Copy the forum post about Mike's portfolio, beginning at the words "Anyway, I'm not" and stopping after "to interested parties.)", and change "portfolio" to "track record" along the way.

• **Page extract**
_ _ _ _ _ _ _
Anyway, I'm not denying Mike's claim to fame, and other than some of his
nuttier blog posts/tweets he seems like a reasonable guy the few times I've
met him in passing. But I'd want to do a little more research into a person's
background before jumping on the bandwagon and assuming what he's done in the
past is going to help you towards whatever goal you might have. And this is
why I call his portfolio vague. While it might work for the kind of work he's
looking to do right now because his expertise as being part of the teams
behind so many hits is exactly what he's selling, I'm not about to work
with/hire someone as an actual developer (and not just consulting on The Big
Picture of things) without more info on what exactly he did on those apps.
(Though I'm sure if he ever did consider doing that that he'll kindly provide
it to interested parties.)
_ _ _ _ _ _ _
• **Data records**
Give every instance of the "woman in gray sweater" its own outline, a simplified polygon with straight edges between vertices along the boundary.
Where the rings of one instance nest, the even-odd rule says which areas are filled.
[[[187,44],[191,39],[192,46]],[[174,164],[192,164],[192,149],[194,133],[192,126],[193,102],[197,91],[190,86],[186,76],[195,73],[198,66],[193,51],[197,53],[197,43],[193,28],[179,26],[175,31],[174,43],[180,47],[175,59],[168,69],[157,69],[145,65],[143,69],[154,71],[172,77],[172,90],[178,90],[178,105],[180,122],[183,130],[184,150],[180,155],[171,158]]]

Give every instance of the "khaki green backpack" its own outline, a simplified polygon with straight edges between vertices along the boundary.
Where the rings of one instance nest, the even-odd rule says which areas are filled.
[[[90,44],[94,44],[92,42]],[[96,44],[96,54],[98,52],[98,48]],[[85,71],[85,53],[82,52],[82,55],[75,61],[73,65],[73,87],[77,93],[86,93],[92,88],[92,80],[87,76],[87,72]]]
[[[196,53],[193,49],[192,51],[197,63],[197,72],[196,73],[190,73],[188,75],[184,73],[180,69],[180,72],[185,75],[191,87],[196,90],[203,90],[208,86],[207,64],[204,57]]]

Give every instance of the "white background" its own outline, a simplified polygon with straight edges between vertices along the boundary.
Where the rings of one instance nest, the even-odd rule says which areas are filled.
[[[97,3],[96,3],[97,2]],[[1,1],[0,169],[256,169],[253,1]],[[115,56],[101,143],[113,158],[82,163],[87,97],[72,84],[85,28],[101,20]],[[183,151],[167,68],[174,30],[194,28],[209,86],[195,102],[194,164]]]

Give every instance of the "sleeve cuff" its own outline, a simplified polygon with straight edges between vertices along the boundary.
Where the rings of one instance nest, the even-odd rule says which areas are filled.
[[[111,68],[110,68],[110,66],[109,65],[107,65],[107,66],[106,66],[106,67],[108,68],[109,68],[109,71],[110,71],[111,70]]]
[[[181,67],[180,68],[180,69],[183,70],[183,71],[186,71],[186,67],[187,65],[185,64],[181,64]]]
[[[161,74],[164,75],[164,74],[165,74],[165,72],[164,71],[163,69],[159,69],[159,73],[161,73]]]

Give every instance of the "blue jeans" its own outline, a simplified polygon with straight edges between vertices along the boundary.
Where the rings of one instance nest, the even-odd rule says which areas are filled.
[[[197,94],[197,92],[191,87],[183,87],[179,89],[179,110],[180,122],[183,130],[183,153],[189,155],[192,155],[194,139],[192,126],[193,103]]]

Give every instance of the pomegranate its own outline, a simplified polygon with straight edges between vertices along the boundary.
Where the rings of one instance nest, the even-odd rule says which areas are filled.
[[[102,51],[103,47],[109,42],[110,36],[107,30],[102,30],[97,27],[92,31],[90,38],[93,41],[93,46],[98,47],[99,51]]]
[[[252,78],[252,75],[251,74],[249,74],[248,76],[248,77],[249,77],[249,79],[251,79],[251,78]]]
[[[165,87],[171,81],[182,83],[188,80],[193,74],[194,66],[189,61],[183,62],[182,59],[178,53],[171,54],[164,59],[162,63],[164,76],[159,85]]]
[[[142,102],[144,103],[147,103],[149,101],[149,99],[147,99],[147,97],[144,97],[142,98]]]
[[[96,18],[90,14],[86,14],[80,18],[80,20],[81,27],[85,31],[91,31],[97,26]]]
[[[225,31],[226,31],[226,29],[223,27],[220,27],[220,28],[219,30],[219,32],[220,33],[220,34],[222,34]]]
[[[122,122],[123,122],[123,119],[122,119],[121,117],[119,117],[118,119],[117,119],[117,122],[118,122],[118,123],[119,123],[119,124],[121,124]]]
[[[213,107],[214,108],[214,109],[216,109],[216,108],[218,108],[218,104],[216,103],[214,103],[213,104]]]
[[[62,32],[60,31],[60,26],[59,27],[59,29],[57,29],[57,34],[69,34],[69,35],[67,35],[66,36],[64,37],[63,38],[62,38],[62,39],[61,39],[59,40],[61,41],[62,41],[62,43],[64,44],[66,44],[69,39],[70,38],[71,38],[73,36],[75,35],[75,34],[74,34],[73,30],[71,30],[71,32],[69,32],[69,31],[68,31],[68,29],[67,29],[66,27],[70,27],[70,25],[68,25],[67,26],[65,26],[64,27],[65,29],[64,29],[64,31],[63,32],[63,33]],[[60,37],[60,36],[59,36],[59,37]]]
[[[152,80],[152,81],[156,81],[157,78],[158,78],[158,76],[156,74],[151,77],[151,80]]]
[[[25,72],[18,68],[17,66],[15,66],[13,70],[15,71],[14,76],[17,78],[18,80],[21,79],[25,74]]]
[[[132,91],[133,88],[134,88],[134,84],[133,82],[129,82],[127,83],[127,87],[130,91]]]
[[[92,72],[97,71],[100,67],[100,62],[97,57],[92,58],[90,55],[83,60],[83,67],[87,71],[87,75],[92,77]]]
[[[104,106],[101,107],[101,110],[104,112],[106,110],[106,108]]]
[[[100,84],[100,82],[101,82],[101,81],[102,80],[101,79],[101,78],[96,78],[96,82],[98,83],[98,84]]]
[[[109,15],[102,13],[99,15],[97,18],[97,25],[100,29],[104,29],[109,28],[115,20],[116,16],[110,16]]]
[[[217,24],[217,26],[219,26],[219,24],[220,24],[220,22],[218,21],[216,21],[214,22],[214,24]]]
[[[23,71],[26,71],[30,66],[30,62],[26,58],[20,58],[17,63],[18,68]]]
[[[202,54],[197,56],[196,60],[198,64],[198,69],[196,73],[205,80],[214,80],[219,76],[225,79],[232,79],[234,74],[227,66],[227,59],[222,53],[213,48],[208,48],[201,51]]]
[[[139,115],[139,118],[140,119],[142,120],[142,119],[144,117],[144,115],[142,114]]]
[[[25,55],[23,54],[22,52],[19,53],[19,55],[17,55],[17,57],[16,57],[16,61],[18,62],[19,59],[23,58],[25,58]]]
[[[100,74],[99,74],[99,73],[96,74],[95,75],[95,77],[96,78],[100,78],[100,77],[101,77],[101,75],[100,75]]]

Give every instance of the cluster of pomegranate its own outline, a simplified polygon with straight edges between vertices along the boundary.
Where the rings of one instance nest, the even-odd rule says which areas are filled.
_ _ _ _ _ _ _
• **The answer**
Anyway, I'm not denying Mike's claim to fame, and other than some of his
nuttier blog posts/tweets he seems like a reasonable guy the few times I've
met him in passing. But I'd want to do a little more research into a person's
background before jumping on the bandwagon and assuming what he's done in the
past is going to help you towards whatever goal you might have. And this is
why I call his track record vague. While it might work for the kind of work he's
looking to do right now because his expertise as being part of the teams
behind so many hits is exactly what he's selling, I'm not about to work
with/hire someone as an actual developer (and not just consulting on The Big
Picture of things) without more info on what exactly he did on those apps.
(Though I'm sure if he ever did consider doing that that he'll kindly provide
it to interested parties.)